**PROBLEM STATEMENT**
Please extract the passage of the research overview between "Aidin Attar PhD" and "physics and neuroscience.", inclusive, copying it word for word.

**DOCUMENT SECTION**
———
Aidin Attar PhD student · Information Engineering

Research

My research lies at the intersection of machine learning, neuromorphic computing, adaptive intelligent systems, and computational ideas inspired by physics and neuroscience.

Spiking neural networks are one important part of this picture, but my broader interest is in how intelligence can emerge from temporal dynamics, sparse computation, local adaptation, structured memory, and hardware-aware constraints.

Core research

Spiking Neural Networks

  • Deep and structured SNN architectures
  • Temporal coding and sparse dynamics
  • STDP and reward-modulated plasticity
  • Online and continual adaptation

Neuromorphic Computing

  • Event-driven computation
  • Low-power and hardware-aware intelligence
  • Learning for constrained systems
  • Edge and energy-limited settings

Adaptive Intelligence

  • Multi-timescale learning
  • Fast adaptation and slow consolidation
  • Memory, forgetting, and stability
  • Learning under changing conditions

Broader interests

Machine Learning and Neural Networks

  • Deep learning architectures
  • Efficient and compact models
  • Representation learning
  • Learning with limited resources or supervision

Physics- and Neuroscience-Inspired Computation

  • Dynamical systems perspectives on learning
  • Biologically inspired learning rules
  • Predictive and recurrent processing
  • Structured memory and attractor-like mechanisms

Intelligent Systems under Constraints

  • Energy-aware adaptation
  • Sensing, computation, and communication trade-offs
  • Learning in low-power environments
  • System-level regulation of intelligence

Research practice

Research Software

  • Modular experimental pipelines
  • Reusable ML and SNN tooling
  • Reproducible workflows
  • Prototype systems for new learning ideas

Experimental Workflows

  • Model design and ablation studies
  • Implementation-oriented research
  • Evaluation under realistic constraints
  • Bridging theory and engineering practice

Current directions

  • deep and structured spiking architectures;

  • local and reward-based learning rules;

  • multi-timescale adaptation and consolidation;

  • predictive and memory-oriented computational frameworks;

  • adaptive intelligence under energy and resource constraints.

Perspective

I am especially interested in systems that are dynamic, sparse, adaptive, and physically grounded. In practice, this means working across different levels at once: conceptual questions, model design, experimental implementation, and software tooling.
———
**DATA SHOWN**
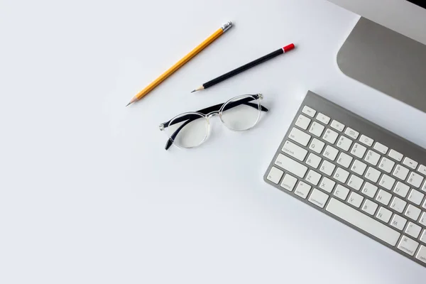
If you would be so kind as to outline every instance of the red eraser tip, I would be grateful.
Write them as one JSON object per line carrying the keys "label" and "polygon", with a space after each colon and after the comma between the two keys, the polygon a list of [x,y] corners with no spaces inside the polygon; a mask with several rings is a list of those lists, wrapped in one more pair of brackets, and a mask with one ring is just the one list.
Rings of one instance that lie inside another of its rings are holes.
{"label": "red eraser tip", "polygon": [[295,45],[293,43],[289,44],[288,45],[286,45],[285,47],[283,48],[283,50],[284,50],[285,53],[291,50],[292,49],[293,49],[295,48]]}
———
**REPLY**
Aidin Attar PhD student · Information Engineering

Research

My research lies at the intersection of machine learning, neuromorphic computing, adaptive intelligent systems, and computational ideas inspired by physics and neuroscience.